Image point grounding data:
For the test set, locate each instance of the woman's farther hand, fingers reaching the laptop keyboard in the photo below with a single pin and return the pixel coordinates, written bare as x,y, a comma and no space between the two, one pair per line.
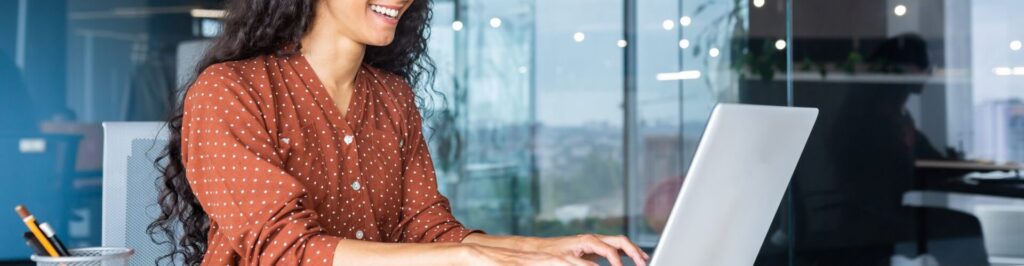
591,247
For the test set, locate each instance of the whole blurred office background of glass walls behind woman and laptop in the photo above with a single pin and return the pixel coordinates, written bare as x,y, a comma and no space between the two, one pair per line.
565,117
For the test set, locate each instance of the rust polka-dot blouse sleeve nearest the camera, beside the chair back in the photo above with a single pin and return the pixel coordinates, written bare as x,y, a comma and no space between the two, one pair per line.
238,178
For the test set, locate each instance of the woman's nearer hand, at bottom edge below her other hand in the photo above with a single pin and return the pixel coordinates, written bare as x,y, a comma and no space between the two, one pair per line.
484,255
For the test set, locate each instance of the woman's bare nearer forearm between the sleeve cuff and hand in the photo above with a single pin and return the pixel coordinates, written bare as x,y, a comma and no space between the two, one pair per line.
371,253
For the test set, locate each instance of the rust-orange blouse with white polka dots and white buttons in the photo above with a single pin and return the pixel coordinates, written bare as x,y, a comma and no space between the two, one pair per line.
284,176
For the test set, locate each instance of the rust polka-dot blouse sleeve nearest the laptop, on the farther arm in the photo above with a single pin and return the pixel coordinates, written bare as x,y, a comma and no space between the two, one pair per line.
426,214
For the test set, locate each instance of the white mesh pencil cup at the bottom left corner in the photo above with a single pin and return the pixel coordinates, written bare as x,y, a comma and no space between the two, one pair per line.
89,256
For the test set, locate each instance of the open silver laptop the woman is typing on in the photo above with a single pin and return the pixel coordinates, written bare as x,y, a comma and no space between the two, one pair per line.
735,186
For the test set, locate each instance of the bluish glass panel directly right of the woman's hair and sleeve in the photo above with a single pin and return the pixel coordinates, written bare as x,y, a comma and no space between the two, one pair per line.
482,137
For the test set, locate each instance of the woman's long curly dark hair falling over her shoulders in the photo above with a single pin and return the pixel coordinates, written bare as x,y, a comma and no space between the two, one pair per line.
253,28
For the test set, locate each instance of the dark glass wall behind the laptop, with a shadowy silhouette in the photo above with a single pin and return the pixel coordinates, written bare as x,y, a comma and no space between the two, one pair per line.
914,156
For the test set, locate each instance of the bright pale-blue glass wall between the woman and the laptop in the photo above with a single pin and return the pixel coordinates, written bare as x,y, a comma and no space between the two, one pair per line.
591,115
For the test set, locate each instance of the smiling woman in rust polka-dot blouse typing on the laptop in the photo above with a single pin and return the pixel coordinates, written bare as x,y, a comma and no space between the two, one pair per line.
301,143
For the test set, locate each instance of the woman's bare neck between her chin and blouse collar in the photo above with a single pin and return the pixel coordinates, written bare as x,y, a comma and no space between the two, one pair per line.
335,58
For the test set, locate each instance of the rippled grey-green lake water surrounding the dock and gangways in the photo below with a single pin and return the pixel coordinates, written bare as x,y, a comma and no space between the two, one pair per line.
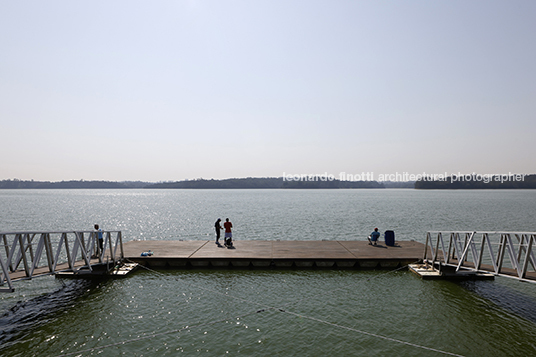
268,312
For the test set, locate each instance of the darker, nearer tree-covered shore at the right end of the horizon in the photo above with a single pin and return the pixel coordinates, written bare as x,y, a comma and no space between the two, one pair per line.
491,182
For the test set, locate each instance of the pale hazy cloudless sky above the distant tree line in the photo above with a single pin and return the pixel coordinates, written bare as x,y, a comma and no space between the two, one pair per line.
173,90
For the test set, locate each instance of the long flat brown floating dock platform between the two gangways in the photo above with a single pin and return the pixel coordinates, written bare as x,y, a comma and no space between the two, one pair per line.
261,253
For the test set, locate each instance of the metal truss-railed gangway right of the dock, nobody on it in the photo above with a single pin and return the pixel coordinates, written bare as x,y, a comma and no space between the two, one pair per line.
508,254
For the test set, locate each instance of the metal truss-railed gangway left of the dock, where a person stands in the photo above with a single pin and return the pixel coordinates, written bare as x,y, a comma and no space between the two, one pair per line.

◆ Task brief ◆
Output an exact copy of the lines from the one holding "truss-railed gangway right" to the last line of the data, inclusive, and nothing beyond that range.

◆ Exercise response ◆
For the test set, locate each instance of the metal truss-railed gangway right of the dock, nobody on it in the photo above with a single pin and return the pixel coordinates, written bare as x,y, a comma and no space between the two, one pair per line.
508,254
For the test set, locate each instance of the metal truss-railed gangway left of the dock, where a person stands in the photo above with a single pin and return the pixel coordinates, written bare as x,y, a comma and no space between the two, one pair per line.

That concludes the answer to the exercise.